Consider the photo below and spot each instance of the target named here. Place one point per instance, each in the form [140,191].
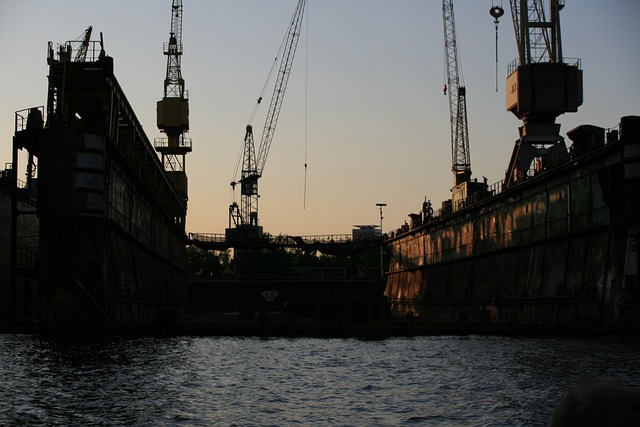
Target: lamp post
[381,205]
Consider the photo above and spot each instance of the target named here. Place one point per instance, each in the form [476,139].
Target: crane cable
[255,108]
[306,107]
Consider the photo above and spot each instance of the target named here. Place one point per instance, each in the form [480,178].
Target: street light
[381,205]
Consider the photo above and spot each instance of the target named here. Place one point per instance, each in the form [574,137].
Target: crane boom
[541,87]
[84,46]
[461,162]
[280,87]
[254,160]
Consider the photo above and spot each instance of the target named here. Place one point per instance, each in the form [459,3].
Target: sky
[364,107]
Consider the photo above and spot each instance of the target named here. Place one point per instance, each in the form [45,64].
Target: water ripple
[202,381]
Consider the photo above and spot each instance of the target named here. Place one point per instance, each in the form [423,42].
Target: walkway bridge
[331,244]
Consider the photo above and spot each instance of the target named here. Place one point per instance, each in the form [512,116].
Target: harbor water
[205,381]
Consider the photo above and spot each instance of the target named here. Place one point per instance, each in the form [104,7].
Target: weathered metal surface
[547,252]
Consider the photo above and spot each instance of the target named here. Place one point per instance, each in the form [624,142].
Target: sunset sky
[364,107]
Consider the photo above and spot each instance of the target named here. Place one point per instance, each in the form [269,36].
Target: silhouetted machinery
[540,87]
[173,111]
[243,218]
[464,189]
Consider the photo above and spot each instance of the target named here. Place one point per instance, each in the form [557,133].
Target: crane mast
[461,162]
[254,160]
[540,87]
[173,111]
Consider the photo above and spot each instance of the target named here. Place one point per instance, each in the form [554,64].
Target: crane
[246,215]
[461,161]
[540,87]
[173,111]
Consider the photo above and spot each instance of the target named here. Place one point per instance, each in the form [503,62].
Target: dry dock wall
[557,250]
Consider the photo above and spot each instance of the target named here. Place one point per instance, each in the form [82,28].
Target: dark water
[200,381]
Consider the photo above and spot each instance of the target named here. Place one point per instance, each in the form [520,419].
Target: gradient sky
[368,74]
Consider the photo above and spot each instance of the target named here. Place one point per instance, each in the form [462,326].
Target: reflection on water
[250,381]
* * *
• Exercise directions:
Format every line of the items above as a Markdown table with the columns "Row" and "Text", numbering the rows in order. Skip blank lines and omit the pictures.

• Final result:
| Row | Text |
|---|---|
| 1 | Consider the photo below and spot each instance of the target named here. Place one point per instance, each in the form [140,191]. |
| 2 | Target: lamp post |
| 3 | [381,205] |
| 4 | Consider the photo above and spot each instance of the target named here. Place one point per instance, each in the form [476,139]. |
| 5 | Target: crane cable |
| 6 | [255,108] |
| 7 | [306,107] |
| 8 | Consider the photo above and spot each instance of the target named here. Place one point per instance, each in the form [480,178]. |
| 9 | Target: street light |
| 10 | [381,205] |
| 11 | Consider the photo above and spot each instance of the target named here. Place one point per instance, each in the form [574,137]. |
| 12 | Target: crane boom |
| 13 | [541,87] |
| 14 | [84,46] |
| 15 | [461,162] |
| 16 | [280,87] |
| 17 | [254,160] |
| 18 | Consider the photo above and spot each instance of the target named here. Place one point per instance, each in the form [459,3]. |
| 19 | Target: sky |
| 20 | [364,107] |
| 21 | Consider the photo above and spot each instance of the target named here. Place one point per instance, each in the form [45,64]. |
| 22 | Target: water ripple |
| 23 | [202,381] |
| 24 | Consider the photo above and spot each instance of the target named here. Place one point per instance, each in the form [423,42]. |
| 25 | Target: walkway bridge |
| 26 | [331,244] |
| 27 | Consider the photo above and spot each instance of the target named here. Place one point per instance, each in the form [512,116]. |
| 28 | Target: harbor water |
| 29 | [205,381] |
| 30 | Consider the photo above and spot each instance of the target named here. Place one point per instance, each in the form [104,7]. |
| 31 | Target: weathered metal surface |
| 32 | [547,252] |
| 33 | Consider the photo above and spot each instance of the target named here. Place one point per instance, each in the form [624,142]. |
| 34 | Target: sunset sky |
| 35 | [364,107] |
| 36 | Consider the photo above and spot each instance of the target named here. Place one point per instance, each in the form [269,36]. |
| 37 | Target: silhouetted machinery |
| 38 | [540,87] |
| 39 | [173,111] |
| 40 | [243,218] |
| 41 | [464,189] |
| 42 | Consider the photo above and spot each instance of the target named here. Place one point per instance, each in the form [557,133]. |
| 43 | Target: crane mast |
| 44 | [461,162] |
| 45 | [254,160] |
| 46 | [540,87] |
| 47 | [173,111] |
| 48 | Consider the photo above and spot each instance of the target named here. Place one point per instance, each in the form [554,64]. |
| 49 | Target: crane |
| 50 | [246,215] |
| 51 | [461,161] |
| 52 | [540,87] |
| 53 | [173,111] |
| 54 | Consider the photo above and spot each instance of the target named here. Place one point per instance, each in the form [503,62]. |
| 55 | Target: dry dock wall |
| 56 | [557,250] |
| 57 | Consider the photo above and spot each instance of the target named here. Place one point per instance, each in the form [82,28]. |
| 58 | Target: dark water |
| 59 | [200,381] |
| 60 | Consider the photo above and spot each instance of the target named here. Place one point per instance, each in the form [520,419]. |
| 61 | Target: gradient sky |
| 62 | [368,74] |
| 63 | Consider the photo above and spot each instance of the target named here. Place one point per instance, each in the form [462,326]. |
| 64 | Target: reflection on water |
| 65 | [250,381] |